- **SELECTED PASSAGE**
.....
Or should I rather instanciate only one(!!) DefaultHttpClient and then share
this for the sequential .execute() calls?

To be honest, what I also have not really understood yet is the Cookie
Management. Do I as the Programmer have to instanciate the CookieStore
manually
1. httpClient.setCookieStore(new BasicCookieStore());
and then after calling the .execute() method "get" the Cookie store
2. savedcookies = httpClient.getCookieStore()
and then reinject this cookie store for the next call to the same wepage (to
maintain state)?
3. httpClient.setCookie(savedcookies)
Or is there some implicit magic that A) does create the cookie store
implicitly and B) somehow shares this CookieStore among the HttpClients
and/or HttpGet's?

Thank you very much!!
Jens

Re: Best-Practices for Multithreaded use of HttpClient (with Cookies)?

Posted by Oleg Kalnichevski <ol...@apache.org>.

On Sat, 2010-01-30 at 23:05 +0100, Jens Mueller
supidupi007@googlemail.com wrote:
> Hello Oleg, hello Ken, hello Sam,
> 
> thank your very much for your help!!!
> 
> Please allow me to ask one further question. In case the DefaultHttpClient
> would be used on a "website-basis" (that is, I create a new Instance of the
> DefaultHttpClient for downloading a specific website (www.a.com) and then
> create a new DefaultHttpClient for a second website (www.b.com) and the
> DefaultHttpClient is used with the ThreadSafeClientConnManager, do I have to
> somehow  explicitly shutdown the DefaultHttpClient? (The JavaDoc states,
> that when the DefaultHttpClient is used with NO explicitly set Connection
> Manager, then getConnectionManager().shutdown() sould be called, as it
> implicitly creates a SimpleConnectionManager). But is my assumption correct,
> that when I use the TSCCM (with the DefaultHttpClient) that I then do not
> have to do anything at all to leak any ressources (when I no longer require
> the DefaultHttpClient instance). It seems that HttpClient is a very
> heavy-object and maybe there are other resources I have to manually
> "free/shutdown"?

You ought to be using a single instance of DefaultHttpClient /
ThreadSafeClientConnManager per distinct HTTP service (say, one for web
service communication, one for web crawling, and so on). There is no
reason for creating it for each and every target host.


> 
> (I very much appreciate your help and I started to refactor my application.
.....
- **DATASET EXTRACT**

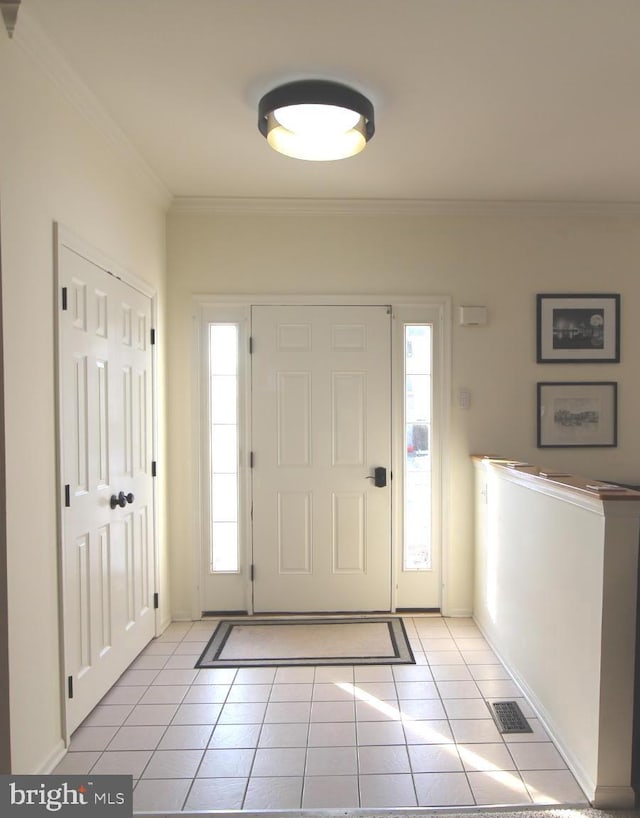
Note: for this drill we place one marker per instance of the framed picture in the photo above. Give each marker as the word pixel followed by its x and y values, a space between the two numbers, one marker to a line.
pixel 578 328
pixel 577 414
.....
- **WRITTEN EXERCISE**
Decide whether each statement agrees with the HttpClient forum thread, answering yes or no and quoting the deciding words of the thread: 1. Oleg recommends one instance of DefaultHttpClient / ThreadSafeClientConnManager per distinct HTTP service. 2. Oleg recommends creating a new DefaultHttpClient for each target host. 3. Jens says he fully understands cookie management. This work does not require the data.

- **ANSWER TO THE TASK**
1. Yes: "You ought to be using a single instance of DefaultHttpClient / ThreadSafeClientConnManager per distinct HTTP service"
2. No: "There is no reason for creating it for each and every target host."
3. No: "what I also have not really understood yet is the Cookie Management"